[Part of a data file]
______
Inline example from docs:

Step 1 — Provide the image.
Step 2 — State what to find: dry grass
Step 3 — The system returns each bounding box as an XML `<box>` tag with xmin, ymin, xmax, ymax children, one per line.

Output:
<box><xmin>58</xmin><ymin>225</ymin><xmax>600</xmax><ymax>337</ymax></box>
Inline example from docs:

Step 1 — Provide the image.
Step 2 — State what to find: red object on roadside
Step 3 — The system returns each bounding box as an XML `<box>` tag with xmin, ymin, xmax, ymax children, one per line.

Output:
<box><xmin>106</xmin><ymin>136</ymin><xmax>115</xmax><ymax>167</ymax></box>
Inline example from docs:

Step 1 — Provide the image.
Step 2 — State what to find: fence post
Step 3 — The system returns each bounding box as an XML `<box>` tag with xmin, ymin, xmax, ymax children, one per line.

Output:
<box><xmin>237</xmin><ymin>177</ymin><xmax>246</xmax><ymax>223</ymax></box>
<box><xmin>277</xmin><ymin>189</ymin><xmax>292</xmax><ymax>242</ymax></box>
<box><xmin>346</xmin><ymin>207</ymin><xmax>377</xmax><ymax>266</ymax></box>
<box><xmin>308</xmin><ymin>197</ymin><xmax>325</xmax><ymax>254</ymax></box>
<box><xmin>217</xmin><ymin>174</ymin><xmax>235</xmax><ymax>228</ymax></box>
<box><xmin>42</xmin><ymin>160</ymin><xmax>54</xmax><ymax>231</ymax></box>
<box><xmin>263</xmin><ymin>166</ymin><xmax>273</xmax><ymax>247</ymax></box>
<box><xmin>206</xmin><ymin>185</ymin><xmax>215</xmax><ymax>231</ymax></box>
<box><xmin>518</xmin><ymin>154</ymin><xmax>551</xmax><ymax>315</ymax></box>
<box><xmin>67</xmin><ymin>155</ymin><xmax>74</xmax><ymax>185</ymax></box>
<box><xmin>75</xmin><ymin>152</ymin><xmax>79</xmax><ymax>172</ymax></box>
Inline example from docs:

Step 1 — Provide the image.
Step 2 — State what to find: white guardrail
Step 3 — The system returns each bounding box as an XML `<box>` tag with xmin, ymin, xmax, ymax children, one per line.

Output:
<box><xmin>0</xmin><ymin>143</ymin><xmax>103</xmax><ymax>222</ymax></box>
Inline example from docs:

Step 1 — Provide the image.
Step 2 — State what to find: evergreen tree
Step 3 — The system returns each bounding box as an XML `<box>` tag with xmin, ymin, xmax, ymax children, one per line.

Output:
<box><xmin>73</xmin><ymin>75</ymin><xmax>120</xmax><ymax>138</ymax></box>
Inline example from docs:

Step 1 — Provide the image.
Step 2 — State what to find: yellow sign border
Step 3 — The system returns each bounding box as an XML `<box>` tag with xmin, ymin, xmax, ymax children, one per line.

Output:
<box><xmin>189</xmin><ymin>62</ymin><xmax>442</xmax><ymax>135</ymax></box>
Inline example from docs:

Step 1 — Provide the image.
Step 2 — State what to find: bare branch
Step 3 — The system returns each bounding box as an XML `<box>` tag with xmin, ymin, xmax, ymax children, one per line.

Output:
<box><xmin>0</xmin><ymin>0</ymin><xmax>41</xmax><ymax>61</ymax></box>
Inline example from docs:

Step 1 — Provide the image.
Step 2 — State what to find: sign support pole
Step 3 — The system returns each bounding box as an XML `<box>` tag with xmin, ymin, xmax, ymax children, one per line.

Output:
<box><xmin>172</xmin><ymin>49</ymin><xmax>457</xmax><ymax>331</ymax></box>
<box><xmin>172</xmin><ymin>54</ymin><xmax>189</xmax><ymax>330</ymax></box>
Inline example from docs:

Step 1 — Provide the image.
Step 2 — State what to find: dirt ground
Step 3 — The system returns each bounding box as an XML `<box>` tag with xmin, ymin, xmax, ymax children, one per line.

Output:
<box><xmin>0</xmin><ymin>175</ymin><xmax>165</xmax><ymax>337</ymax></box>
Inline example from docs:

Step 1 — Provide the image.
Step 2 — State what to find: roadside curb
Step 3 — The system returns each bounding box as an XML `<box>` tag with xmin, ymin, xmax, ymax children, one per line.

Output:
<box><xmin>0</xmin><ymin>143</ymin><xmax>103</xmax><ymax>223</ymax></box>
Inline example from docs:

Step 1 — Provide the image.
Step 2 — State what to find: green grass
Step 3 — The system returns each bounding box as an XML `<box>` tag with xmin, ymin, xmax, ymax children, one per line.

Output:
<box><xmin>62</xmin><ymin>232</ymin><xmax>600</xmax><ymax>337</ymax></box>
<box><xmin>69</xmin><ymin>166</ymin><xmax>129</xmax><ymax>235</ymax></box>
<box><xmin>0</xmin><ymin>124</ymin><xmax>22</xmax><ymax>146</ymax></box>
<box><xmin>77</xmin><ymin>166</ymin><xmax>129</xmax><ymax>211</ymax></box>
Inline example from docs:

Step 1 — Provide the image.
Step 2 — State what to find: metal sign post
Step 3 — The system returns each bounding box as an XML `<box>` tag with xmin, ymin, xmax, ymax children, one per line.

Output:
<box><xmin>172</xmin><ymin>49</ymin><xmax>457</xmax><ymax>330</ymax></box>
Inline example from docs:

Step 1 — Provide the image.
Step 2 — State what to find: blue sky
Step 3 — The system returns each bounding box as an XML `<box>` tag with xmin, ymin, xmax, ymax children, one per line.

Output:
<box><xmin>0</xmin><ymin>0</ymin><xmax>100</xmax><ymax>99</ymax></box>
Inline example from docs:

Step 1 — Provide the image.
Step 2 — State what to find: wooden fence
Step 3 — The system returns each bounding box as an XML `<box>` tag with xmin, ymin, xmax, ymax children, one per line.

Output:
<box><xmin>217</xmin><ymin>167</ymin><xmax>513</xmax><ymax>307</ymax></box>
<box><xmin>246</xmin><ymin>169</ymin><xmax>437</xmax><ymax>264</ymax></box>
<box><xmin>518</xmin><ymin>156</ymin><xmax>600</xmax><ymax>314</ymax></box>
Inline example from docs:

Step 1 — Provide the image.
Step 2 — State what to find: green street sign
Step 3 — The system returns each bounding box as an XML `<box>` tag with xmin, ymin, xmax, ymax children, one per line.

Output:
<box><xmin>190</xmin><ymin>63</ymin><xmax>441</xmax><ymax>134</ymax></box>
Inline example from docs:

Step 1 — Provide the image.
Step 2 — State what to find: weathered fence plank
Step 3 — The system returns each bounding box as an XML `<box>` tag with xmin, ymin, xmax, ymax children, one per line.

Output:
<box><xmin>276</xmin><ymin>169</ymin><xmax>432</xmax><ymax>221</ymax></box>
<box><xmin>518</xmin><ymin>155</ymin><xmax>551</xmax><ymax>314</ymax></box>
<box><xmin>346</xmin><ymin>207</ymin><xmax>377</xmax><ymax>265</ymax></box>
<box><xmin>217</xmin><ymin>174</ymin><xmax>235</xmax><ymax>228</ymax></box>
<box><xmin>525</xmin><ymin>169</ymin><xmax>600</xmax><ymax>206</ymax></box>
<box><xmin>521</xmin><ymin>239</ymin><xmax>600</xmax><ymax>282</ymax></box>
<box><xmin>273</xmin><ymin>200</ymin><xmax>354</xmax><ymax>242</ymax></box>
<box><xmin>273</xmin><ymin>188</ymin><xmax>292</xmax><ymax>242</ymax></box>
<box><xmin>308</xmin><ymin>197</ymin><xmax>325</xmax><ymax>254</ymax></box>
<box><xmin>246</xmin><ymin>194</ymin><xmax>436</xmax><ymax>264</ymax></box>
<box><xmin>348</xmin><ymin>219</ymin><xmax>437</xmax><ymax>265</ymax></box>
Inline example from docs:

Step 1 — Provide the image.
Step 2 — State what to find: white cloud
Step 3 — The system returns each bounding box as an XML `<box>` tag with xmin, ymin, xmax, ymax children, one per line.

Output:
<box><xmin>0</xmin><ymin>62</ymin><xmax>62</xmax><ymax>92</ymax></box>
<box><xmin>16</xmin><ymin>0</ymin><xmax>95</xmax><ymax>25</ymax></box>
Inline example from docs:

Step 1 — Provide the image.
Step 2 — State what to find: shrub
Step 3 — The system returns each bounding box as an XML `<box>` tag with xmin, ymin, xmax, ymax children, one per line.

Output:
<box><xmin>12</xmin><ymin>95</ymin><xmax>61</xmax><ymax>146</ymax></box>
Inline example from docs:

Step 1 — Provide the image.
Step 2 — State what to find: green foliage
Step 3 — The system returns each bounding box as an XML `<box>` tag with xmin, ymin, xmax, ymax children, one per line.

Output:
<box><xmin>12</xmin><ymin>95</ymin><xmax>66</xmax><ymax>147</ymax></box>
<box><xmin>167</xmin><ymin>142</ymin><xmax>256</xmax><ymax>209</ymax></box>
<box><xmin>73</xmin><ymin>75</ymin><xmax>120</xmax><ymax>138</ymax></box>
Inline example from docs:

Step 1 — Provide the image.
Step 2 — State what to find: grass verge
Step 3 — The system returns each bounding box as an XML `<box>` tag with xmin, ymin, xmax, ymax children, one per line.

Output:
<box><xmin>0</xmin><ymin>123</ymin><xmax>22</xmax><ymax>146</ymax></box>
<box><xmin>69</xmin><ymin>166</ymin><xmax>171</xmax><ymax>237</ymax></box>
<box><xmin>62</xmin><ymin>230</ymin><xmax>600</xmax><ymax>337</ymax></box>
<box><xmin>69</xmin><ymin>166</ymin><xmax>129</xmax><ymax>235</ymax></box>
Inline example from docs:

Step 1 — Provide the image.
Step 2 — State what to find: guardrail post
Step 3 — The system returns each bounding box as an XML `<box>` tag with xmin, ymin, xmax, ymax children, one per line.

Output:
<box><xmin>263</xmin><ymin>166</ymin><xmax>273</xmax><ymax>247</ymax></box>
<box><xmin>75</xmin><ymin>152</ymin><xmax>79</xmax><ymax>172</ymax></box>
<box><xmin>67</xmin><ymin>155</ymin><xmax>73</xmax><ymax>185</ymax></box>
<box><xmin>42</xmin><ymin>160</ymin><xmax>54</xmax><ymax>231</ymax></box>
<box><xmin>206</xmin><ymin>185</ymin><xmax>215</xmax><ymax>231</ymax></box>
______
■ **The request**: Pick out every line of the records above that contains the word "roadside", and copy each one.

■ **Result of the exercise**:
Step 2 — State what to find: red object on roadside
Step 2 — State what to find: roadside curb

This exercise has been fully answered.